SET PROBLEM 1 - Collect every line of the listing below that contains the string "panel", matching case exactly.

PASSAGE GIVEN -
===
In [1]:

    
%pylab inline
import pandas as pd
import matplotlib.patches as mpatches
from sklearn.decomposition import PCA

plt.style.use ('seaborn-colorblind')

CB_color_cycle = ['#377eb8', '#ff7f00', '#4daf4a',
                  '#f781bf', '#a65628', '#984ea3',
                  '#999999', '#e41a1c', '#dede00']









    



Populating the interactive namespace from numpy and matplotlib

Andrews Curves

D. F. Andrews introduced 'Andrews Curves' in his 1972 paper for plotthing high dimensional data in two dimeion. The underlying principle is simple: Embed the high dimensiona data in high diemnsion only using a space of functions and then visualizing these functions.

Consider A $d$ dimensional data point $\mathbf{x} = (x_1, x_2, \dots, x_d)$. Define the following function: $$f_x(t) = \begin{cases} \frac{x_1}{\sqrt{2}} + x_2 \sin(t) + x_3 \cos(t) + x_4 \sin (2t) + x_5\cos(2t) + \dots + x_{2k} \sin(kt) + x_{2k+1} \cos(kt) + \dots + x_{d-2}\sin( (\frac{d}{2} -1)t) + x_{d-1}\cos( (\frac{d}{2} -1)t) + x_{d} \sin(\frac{d}{2}t) & d \text{ even}\\ \frac{x_1}{\sqrt{2}} + x_2 \sin(t) + x_3 \cos(t) + x_4 \sin (2t) + x_5\cos(2t) + \dots + x_{2k} \sin(kt) + x_{2k+1} \cos(kt) + \dots + x_{d-3}\sin( \frac{d-3}{2} t) + x_{d-2}\cos( \frac{d-3}{2}t) + x_{d-1} \sin(\frac{d-1}{2}t) + x_{d} \cos(\frac{d-1}{2}t)) & d \text{ odd}\\ \end{cases} $$

This representation yields one dimensional projections, which may reveal clustering, outliers or orther patterns that occur in this subspace. All such one dimensional projections can then be plotted on one graph.
===
PROVIDED RECORDS -
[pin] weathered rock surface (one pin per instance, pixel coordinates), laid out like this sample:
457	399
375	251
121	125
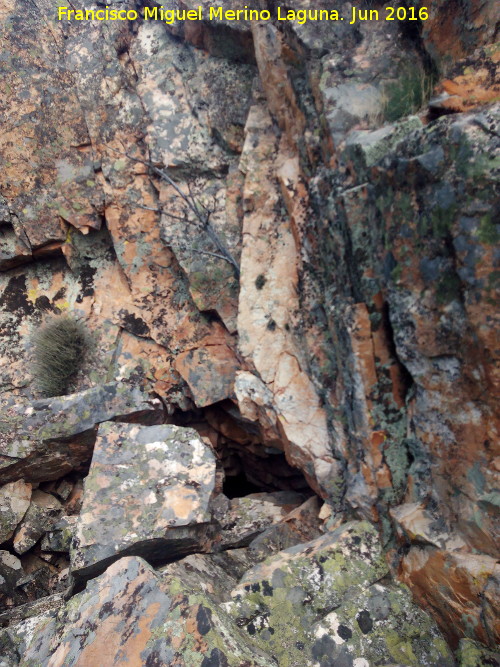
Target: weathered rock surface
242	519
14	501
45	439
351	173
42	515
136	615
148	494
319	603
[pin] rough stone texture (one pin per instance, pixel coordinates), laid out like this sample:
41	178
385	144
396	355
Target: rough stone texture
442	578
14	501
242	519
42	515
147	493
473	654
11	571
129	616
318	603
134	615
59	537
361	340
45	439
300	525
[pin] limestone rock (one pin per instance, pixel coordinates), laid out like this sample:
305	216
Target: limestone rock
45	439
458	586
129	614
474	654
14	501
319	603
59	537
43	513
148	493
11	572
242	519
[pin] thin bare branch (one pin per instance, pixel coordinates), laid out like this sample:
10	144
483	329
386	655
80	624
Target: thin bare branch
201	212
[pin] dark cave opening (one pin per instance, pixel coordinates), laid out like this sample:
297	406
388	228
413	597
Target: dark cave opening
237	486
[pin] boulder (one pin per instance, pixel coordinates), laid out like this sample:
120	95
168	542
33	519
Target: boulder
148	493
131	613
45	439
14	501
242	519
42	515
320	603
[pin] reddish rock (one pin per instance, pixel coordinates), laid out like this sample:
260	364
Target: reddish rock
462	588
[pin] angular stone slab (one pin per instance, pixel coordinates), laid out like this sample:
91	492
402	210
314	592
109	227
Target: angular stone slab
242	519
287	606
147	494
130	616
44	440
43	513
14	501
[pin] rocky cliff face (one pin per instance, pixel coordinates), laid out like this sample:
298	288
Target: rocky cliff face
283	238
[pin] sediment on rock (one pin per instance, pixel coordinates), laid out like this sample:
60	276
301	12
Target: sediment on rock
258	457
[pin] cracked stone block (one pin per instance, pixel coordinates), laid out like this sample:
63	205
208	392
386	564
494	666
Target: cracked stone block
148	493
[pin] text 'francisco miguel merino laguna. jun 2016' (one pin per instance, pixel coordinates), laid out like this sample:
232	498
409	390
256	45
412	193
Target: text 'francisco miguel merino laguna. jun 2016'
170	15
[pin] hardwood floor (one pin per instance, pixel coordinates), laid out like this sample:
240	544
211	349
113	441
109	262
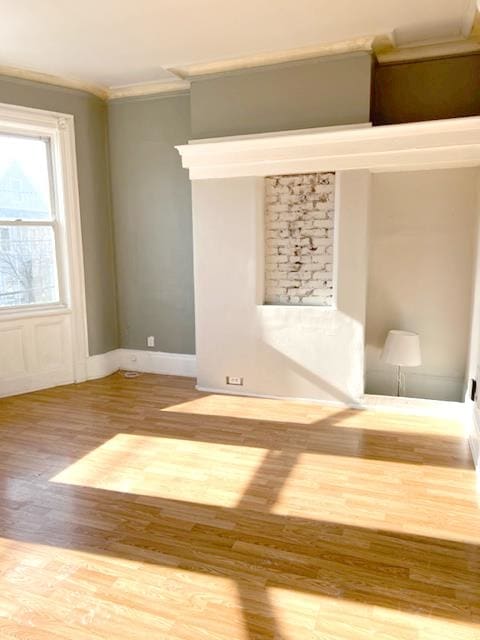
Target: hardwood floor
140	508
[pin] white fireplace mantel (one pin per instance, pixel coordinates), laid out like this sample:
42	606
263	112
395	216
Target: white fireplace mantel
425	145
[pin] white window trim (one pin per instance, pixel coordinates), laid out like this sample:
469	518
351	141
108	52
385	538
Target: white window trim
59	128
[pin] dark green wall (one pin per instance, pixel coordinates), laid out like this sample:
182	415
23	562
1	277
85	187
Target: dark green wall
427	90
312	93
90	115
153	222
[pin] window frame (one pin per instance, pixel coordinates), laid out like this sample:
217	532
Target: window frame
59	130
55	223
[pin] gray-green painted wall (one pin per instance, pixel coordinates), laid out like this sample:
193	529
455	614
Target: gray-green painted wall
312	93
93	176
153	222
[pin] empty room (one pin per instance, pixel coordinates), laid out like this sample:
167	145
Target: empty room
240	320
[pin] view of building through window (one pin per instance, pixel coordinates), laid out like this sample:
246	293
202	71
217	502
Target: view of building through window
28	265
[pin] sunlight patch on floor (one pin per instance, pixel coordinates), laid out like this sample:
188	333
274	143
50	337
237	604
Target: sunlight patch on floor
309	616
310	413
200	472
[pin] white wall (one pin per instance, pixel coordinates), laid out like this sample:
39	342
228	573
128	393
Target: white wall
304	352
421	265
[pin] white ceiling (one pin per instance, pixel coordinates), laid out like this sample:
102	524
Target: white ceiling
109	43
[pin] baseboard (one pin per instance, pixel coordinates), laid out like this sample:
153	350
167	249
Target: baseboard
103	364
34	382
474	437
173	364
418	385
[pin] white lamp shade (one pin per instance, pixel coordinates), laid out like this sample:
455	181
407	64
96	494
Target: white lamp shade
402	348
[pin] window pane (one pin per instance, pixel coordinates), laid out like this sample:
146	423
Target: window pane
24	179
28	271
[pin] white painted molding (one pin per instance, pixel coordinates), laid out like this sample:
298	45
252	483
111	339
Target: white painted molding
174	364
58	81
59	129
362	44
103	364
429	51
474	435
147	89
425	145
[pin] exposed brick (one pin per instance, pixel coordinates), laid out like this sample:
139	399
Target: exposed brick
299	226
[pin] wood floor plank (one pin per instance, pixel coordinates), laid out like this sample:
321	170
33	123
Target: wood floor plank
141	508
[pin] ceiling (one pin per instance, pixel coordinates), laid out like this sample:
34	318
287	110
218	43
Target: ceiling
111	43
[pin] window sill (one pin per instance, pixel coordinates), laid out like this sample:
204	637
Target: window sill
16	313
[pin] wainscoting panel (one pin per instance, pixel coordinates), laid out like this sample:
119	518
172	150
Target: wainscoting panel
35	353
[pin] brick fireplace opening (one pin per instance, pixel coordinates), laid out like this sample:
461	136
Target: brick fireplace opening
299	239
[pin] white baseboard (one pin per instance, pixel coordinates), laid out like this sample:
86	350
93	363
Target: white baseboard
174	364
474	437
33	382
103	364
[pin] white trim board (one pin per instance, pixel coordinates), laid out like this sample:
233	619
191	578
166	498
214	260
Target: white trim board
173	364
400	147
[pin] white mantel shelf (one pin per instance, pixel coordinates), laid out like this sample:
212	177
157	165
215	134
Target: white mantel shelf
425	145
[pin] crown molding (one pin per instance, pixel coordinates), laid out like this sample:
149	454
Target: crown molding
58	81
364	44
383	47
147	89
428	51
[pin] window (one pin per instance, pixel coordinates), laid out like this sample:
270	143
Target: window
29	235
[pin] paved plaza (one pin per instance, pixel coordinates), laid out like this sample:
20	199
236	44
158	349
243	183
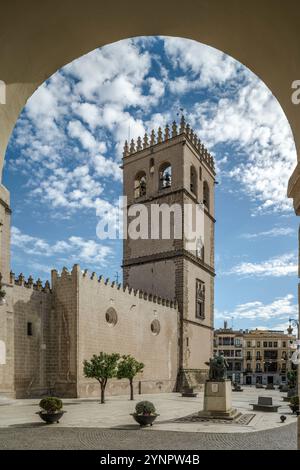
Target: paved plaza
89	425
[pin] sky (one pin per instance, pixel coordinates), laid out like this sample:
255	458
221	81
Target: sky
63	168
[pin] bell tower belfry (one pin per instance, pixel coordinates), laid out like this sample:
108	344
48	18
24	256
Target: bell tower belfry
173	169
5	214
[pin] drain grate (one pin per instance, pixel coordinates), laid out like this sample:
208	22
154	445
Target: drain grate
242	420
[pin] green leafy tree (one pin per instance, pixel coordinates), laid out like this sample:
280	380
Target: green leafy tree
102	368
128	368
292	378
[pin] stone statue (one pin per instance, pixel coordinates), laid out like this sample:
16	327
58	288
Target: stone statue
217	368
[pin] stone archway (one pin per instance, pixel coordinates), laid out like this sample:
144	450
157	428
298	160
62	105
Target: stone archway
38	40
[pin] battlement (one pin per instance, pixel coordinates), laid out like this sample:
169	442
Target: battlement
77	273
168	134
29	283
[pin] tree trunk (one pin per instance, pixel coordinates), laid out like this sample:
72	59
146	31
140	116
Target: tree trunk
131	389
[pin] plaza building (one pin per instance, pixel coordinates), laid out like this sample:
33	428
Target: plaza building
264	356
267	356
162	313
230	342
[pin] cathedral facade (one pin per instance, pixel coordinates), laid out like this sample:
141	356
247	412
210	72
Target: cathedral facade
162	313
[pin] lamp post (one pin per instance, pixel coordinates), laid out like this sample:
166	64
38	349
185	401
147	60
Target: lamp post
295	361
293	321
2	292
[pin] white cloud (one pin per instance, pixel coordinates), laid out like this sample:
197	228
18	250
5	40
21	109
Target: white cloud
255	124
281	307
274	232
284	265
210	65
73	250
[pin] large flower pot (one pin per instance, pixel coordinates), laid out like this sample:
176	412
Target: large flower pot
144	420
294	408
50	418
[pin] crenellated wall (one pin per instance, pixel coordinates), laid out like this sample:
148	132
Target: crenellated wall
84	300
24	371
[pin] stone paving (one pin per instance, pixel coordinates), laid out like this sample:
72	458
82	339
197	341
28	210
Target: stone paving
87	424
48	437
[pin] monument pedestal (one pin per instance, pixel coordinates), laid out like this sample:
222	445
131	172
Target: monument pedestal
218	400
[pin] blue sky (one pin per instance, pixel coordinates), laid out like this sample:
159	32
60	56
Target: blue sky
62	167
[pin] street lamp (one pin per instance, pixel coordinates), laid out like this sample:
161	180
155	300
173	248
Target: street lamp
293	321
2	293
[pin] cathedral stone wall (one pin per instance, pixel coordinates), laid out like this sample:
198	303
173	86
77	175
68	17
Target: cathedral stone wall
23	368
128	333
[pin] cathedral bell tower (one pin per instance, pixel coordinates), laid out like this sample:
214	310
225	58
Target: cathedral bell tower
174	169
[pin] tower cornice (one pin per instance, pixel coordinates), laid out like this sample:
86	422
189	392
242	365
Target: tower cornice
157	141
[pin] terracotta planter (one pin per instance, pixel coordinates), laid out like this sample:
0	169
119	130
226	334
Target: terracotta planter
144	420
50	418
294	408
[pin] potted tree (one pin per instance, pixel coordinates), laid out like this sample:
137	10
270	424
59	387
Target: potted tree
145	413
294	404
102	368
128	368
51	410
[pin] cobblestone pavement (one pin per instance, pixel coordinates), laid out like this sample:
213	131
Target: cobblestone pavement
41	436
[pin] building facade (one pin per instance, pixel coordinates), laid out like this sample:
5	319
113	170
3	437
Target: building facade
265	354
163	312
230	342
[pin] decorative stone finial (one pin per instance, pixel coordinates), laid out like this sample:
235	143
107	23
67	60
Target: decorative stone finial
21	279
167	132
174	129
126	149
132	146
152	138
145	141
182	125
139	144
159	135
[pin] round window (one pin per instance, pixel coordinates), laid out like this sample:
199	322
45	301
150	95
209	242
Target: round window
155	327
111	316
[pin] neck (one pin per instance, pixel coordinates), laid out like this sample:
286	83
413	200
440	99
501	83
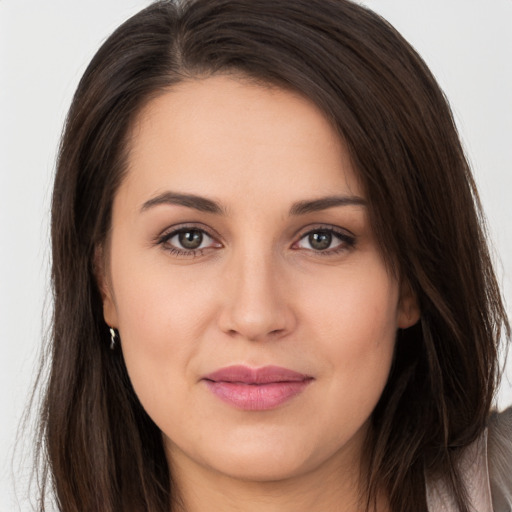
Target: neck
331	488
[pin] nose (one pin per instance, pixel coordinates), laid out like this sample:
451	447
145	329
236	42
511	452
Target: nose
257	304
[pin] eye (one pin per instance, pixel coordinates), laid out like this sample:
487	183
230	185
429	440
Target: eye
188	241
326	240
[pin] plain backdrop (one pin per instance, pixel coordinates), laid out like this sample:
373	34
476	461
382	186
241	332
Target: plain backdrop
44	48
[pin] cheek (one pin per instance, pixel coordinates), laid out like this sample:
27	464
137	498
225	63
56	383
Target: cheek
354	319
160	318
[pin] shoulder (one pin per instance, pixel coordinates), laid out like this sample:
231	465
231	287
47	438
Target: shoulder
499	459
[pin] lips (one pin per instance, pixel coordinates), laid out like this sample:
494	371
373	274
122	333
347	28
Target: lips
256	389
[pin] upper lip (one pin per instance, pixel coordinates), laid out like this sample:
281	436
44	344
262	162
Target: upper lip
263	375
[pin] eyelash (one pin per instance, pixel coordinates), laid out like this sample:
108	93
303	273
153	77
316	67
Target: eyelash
===
SET PROBLEM 2 - According to the notebook on Andrews Curves, in what year did D. F. Andrews introduce them?

PROBLEM SOLUTION 1 -
[pin] wainscoting panel (one pin per instance, pixel coordinates), laid out like this sample:
Target: wainscoting panel

PROBLEM SOLUTION 2 - 1972